### ACTIVITY
Return only this: the line with "subject: black microwave glass door" and all the lines that follow it below, through the final one, exactly as they are.

- - - - - - -

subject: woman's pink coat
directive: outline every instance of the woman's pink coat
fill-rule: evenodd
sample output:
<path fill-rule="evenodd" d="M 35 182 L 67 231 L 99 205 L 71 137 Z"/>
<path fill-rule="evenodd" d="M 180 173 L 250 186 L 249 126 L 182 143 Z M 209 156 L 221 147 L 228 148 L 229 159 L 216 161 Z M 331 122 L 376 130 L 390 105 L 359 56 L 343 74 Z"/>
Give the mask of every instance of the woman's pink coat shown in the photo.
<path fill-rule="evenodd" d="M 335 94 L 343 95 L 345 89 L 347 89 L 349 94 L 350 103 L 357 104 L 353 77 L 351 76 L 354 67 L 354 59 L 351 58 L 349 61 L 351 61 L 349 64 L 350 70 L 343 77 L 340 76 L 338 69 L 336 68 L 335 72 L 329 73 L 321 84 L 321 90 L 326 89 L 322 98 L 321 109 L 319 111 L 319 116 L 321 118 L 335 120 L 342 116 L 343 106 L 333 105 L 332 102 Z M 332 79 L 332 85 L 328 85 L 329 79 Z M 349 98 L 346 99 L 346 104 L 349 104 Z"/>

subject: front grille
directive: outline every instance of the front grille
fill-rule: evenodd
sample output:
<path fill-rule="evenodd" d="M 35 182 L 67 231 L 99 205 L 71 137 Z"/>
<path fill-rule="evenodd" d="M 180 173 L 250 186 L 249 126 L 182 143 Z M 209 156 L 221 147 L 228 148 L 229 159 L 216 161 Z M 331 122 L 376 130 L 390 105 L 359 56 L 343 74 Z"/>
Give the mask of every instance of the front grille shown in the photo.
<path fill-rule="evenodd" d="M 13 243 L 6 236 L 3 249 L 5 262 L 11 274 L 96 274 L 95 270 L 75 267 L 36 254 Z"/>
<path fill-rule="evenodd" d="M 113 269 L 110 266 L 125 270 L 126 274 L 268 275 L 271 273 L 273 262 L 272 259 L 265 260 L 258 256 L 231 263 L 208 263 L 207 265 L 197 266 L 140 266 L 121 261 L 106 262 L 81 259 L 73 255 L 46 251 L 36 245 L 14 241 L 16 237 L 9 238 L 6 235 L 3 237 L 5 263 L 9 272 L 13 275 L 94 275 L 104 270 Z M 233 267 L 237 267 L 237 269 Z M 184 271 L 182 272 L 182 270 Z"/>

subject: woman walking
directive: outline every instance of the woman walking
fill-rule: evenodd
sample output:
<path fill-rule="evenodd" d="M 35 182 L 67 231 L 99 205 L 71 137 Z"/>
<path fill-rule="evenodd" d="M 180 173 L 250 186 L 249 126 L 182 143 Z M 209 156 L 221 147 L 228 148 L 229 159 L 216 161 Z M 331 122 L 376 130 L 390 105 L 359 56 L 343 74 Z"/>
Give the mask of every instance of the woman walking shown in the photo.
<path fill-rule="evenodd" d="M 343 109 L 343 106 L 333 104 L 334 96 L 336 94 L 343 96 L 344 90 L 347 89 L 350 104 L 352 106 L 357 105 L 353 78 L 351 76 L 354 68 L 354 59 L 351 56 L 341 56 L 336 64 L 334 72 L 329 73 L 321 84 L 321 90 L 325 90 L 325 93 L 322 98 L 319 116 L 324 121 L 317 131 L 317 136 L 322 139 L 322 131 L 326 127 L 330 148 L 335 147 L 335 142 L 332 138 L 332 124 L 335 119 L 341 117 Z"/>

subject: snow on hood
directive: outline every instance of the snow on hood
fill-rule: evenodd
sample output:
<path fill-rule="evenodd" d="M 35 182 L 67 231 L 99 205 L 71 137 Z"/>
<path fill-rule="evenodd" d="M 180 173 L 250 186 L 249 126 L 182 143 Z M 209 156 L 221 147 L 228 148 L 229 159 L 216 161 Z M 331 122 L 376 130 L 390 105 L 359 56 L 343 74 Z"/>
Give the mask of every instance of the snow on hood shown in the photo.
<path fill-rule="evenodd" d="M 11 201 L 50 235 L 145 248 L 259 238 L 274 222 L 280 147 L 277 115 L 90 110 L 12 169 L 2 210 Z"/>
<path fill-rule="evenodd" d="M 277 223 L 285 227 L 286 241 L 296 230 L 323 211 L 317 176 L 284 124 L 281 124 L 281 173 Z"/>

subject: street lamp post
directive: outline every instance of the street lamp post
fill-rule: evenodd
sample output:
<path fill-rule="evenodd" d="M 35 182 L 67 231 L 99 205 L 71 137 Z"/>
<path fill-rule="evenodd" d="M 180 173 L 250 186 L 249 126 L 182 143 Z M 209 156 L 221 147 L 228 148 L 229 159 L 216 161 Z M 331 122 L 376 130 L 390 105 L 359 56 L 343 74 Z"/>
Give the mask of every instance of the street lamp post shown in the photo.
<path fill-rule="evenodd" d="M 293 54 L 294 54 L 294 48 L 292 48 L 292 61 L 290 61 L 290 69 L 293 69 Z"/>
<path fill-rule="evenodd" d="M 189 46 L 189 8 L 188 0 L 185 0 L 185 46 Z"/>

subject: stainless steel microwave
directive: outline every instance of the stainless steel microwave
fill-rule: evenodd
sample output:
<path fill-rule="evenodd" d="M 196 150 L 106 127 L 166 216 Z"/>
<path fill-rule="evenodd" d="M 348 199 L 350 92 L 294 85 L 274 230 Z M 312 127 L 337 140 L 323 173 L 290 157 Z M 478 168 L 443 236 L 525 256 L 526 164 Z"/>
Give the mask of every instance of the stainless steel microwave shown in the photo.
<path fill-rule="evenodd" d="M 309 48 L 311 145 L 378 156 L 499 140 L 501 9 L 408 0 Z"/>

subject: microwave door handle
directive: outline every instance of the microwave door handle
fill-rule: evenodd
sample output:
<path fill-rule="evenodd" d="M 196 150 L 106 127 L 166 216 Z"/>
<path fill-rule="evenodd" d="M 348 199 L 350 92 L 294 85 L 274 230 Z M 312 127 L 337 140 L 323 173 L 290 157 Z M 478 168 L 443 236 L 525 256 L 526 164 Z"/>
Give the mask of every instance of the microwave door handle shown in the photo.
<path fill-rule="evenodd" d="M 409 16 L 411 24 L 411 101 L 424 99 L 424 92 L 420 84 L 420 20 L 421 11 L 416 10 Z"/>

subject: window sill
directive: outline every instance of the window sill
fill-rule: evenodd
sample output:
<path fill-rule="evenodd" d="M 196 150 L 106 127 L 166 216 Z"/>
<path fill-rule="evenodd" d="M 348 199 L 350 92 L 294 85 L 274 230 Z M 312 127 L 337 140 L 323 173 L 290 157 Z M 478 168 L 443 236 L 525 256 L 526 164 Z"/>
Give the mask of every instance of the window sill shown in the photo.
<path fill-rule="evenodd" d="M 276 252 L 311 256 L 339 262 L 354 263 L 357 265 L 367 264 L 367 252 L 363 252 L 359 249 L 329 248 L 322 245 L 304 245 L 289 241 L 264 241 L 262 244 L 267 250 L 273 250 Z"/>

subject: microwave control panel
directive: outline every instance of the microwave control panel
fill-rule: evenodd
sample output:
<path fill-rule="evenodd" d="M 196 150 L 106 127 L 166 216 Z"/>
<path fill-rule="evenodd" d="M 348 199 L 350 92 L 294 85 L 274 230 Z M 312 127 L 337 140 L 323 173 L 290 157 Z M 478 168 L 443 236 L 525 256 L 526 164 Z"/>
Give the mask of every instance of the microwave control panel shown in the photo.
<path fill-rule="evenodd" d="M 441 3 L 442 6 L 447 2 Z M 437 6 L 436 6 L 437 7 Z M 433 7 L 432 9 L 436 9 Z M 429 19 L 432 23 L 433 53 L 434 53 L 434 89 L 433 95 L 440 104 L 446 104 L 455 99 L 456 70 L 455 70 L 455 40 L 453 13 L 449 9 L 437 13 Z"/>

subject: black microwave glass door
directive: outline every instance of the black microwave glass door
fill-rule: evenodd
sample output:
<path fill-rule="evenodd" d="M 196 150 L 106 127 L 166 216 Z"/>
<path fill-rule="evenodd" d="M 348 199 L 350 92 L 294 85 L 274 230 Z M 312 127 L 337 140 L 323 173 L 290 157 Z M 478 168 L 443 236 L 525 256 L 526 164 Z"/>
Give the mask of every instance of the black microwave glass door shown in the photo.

- - - - - - -

### ANSWER TO THIS PROBLEM
subject: black microwave glass door
directive: outline every instance of the black microwave glass door
fill-rule: evenodd
sample output:
<path fill-rule="evenodd" d="M 196 150 L 106 127 L 166 216 Z"/>
<path fill-rule="evenodd" d="M 348 199 L 350 92 L 294 85 L 274 230 Z M 312 127 L 337 140 L 323 173 L 290 157 Z M 478 168 L 443 236 L 525 256 L 526 164 Z"/>
Give the mask of every instance of the black microwave glass door shown in the photo.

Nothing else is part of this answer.